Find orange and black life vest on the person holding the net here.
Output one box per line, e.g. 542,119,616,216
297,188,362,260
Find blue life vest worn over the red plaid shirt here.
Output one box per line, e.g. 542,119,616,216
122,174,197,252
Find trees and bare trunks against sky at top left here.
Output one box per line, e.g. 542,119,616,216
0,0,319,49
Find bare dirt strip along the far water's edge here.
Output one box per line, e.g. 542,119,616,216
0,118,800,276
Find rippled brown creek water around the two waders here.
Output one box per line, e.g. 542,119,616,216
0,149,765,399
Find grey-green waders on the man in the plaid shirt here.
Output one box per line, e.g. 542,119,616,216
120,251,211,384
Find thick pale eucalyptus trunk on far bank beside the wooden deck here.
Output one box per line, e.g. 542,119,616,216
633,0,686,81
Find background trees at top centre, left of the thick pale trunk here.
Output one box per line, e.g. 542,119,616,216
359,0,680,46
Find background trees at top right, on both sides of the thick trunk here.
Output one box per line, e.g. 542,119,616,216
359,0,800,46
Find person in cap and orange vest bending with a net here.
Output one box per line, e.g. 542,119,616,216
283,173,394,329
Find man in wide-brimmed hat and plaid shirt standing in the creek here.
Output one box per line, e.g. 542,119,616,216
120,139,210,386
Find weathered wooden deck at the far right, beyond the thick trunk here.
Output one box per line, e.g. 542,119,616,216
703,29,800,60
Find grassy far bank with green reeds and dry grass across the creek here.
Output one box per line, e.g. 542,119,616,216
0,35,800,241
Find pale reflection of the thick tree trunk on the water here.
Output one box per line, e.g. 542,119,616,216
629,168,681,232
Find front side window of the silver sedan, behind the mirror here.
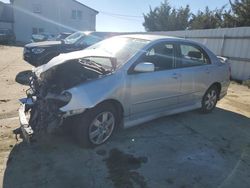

• TASK TO CARRY OUT: Leave the images out and print each entry exactly.

• COMPLETED EXERCISE:
Find orange and black life vest on the person holding the net here.
Output one box per line, e.g. 542,119,616,216
297,188,362,260
Find blue life vest worn over the red plaid shirt here.
Output one box per line, e.g. 542,119,616,216
122,174,197,252
Find trees and bare trunks against sky at top left here.
Output one box per line, e.g. 542,119,616,216
0,0,319,49
Find bare dirt strip along the far water's edge here.
Output one box per line, e.g. 542,119,616,216
0,118,800,276
Find rippled brown creek water around the two waders here.
Output one box per line, e.g. 542,119,616,216
0,149,765,399
Find grey-green waders on the man in the plaid shirt here.
Output one box per line, e.g. 542,119,616,216
120,251,211,384
Find thick pale eucalyptus trunk on far bank beside the wooden deck here.
Output one box per line, e.g. 542,119,616,216
633,0,686,81
Find background trees at top centre, left of the thick pale trunk here.
Output one box per line, e.g. 542,119,616,216
359,0,680,46
Find background trees at top right, on both sides of the thick trunk here.
Output one box per line, e.g. 542,119,616,216
359,0,800,46
Find person in cap and orange vest bending with a net here.
Output one box per line, e.g. 542,119,616,216
283,173,394,329
Find man in wide-brimmed hat and plaid shirt standing in the creek here.
Output one box per line, e.g. 542,119,616,216
120,139,210,386
Find weathered wooden deck at the far right, beyond the thick trunk here.
Output one box per line, e.g. 542,119,616,216
703,29,800,60
Find grassy far bank with green reeds and dry grass across the creek here.
Output one box per line, e.g. 542,119,616,216
0,35,800,241
Find pale reflection of the thick tree trunk on the water here.
Output one box per line, e.g. 542,119,616,216
629,168,681,232
Find front side window of the silver sedan, behind the mirror here.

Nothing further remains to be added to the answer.